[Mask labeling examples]
===============

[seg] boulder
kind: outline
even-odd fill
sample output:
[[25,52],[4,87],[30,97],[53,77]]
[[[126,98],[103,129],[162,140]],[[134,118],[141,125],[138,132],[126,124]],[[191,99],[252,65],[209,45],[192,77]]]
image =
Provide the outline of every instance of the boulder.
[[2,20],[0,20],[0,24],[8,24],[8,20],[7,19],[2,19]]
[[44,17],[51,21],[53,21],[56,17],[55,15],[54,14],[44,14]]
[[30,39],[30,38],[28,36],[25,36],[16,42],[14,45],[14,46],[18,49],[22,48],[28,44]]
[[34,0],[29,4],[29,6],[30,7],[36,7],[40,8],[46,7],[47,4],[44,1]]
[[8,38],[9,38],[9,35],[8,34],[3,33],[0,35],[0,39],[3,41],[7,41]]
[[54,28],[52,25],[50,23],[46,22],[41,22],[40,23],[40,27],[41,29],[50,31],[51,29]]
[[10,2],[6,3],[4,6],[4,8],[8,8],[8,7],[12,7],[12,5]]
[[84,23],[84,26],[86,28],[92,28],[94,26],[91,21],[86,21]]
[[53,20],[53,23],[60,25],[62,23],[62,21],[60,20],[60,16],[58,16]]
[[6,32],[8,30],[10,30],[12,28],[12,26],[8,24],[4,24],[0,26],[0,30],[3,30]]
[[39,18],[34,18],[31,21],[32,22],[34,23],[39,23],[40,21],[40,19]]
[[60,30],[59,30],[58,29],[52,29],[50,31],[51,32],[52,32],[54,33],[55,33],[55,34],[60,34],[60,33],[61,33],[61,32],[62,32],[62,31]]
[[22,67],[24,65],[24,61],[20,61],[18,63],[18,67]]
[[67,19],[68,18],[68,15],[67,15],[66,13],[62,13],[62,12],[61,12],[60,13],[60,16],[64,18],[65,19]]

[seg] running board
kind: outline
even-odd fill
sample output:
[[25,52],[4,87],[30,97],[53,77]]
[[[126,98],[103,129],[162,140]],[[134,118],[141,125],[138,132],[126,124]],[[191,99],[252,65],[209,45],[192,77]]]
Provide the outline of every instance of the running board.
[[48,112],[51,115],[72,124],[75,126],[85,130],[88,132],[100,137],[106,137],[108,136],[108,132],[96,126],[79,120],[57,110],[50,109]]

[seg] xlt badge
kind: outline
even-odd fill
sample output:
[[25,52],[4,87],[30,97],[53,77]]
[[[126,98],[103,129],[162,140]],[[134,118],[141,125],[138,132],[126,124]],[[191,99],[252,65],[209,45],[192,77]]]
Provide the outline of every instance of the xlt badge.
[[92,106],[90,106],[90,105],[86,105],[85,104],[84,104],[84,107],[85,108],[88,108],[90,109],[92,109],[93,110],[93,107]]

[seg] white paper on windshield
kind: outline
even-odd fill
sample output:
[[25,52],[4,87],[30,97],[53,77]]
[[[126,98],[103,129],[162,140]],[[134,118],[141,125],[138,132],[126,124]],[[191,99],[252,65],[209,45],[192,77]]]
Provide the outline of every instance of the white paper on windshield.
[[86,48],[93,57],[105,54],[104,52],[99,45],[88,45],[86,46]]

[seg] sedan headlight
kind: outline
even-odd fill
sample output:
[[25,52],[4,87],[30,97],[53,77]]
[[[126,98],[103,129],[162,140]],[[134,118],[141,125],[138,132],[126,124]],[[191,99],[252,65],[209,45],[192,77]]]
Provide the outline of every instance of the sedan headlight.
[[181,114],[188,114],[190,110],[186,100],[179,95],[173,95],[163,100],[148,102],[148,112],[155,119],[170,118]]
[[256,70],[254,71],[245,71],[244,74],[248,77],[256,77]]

===============

● **Your task**
Please reproduce all of the material above word for word, changing nothing.

● **Problem solution**
[seg] boulder
kind: outline
even-odd fill
sample output:
[[25,52],[4,87],[30,97],[53,77]]
[[[126,98],[103,129],[162,140]],[[134,118],[141,125],[138,132],[126,124]],[[191,99],[252,65],[209,45],[192,77]]]
image =
Provide the outline of every instance of the boulder.
[[2,20],[0,20],[0,24],[8,24],[8,20],[7,19],[2,19]]
[[44,17],[51,21],[53,21],[56,17],[55,15],[54,14],[44,14]]
[[30,39],[30,38],[28,36],[25,36],[16,42],[14,45],[14,46],[18,49],[22,48],[28,44]]
[[34,0],[29,4],[29,6],[30,7],[36,7],[40,8],[46,7],[47,4],[44,1]]
[[8,38],[9,38],[9,35],[8,34],[3,33],[0,35],[0,39],[3,41],[7,41]]
[[54,28],[52,25],[50,23],[46,22],[41,22],[40,23],[40,27],[41,29],[50,31],[51,29]]
[[10,2],[6,3],[4,6],[4,8],[8,8],[8,7],[12,7],[12,5]]
[[84,23],[84,26],[86,28],[92,28],[94,26],[91,21],[86,21]]
[[53,20],[53,23],[60,25],[62,23],[62,21],[60,20],[60,16],[58,16]]
[[6,32],[8,30],[10,30],[12,28],[12,26],[8,24],[4,24],[0,26],[0,30],[3,30]]
[[39,18],[34,18],[31,21],[32,22],[34,23],[39,23],[40,21],[40,19]]
[[60,30],[59,30],[58,29],[52,29],[50,31],[51,32],[52,32],[54,33],[55,33],[55,34],[60,34],[60,33],[61,33],[61,32],[62,32],[62,31]]
[[22,67],[24,65],[24,61],[20,61],[18,63],[18,67]]
[[67,19],[68,18],[68,15],[67,15],[66,13],[62,13],[62,12],[61,12],[60,13],[60,16],[64,18],[65,19]]

[seg] running board
kind: outline
even-odd fill
sample output:
[[25,52],[4,87],[30,97],[53,77]]
[[[126,98],[103,129],[162,140]],[[134,118],[141,125],[138,132],[126,124]],[[191,99],[252,65],[209,45],[192,77]]]
Provide the outline of every instance of the running board.
[[48,112],[51,115],[72,124],[75,126],[85,130],[88,132],[100,137],[106,137],[108,136],[108,132],[96,126],[79,120],[57,110],[50,109]]

[seg] xlt badge
kind: outline
even-odd fill
sample output:
[[25,52],[4,87],[30,97],[53,77]]
[[[126,98],[103,129],[162,140]],[[134,118],[141,125],[138,132],[126,124]],[[191,99],[252,65],[209,45],[192,77]]]
Provide the outline of every instance of the xlt badge.
[[92,106],[90,106],[90,105],[86,105],[85,104],[84,104],[84,107],[85,108],[88,108],[90,109],[92,109],[93,110],[93,107]]

[seg] white paper on windshield
kind: outline
even-odd fill
sample output:
[[25,52],[4,87],[30,97],[53,77]]
[[[126,98],[103,129],[162,140]],[[134,118],[141,125],[138,132],[126,124]],[[191,99],[252,65],[209,45],[192,77]]]
Provide the outline of every instance of the white paper on windshield.
[[86,48],[93,57],[105,54],[104,52],[99,45],[88,45],[86,46]]

[seg] sedan headlight
kind: outline
even-odd fill
sample output:
[[25,52],[4,87],[30,97],[53,77]]
[[[126,98],[103,129],[162,140]],[[134,118],[141,125],[138,132],[126,124]],[[191,99],[252,65],[209,45],[192,77]]]
Provide the outline of every instance of the sedan headlight.
[[181,114],[188,114],[190,110],[186,100],[179,95],[173,95],[163,100],[148,102],[148,112],[155,119],[170,118]]
[[256,70],[254,71],[245,71],[244,74],[248,77],[256,77]]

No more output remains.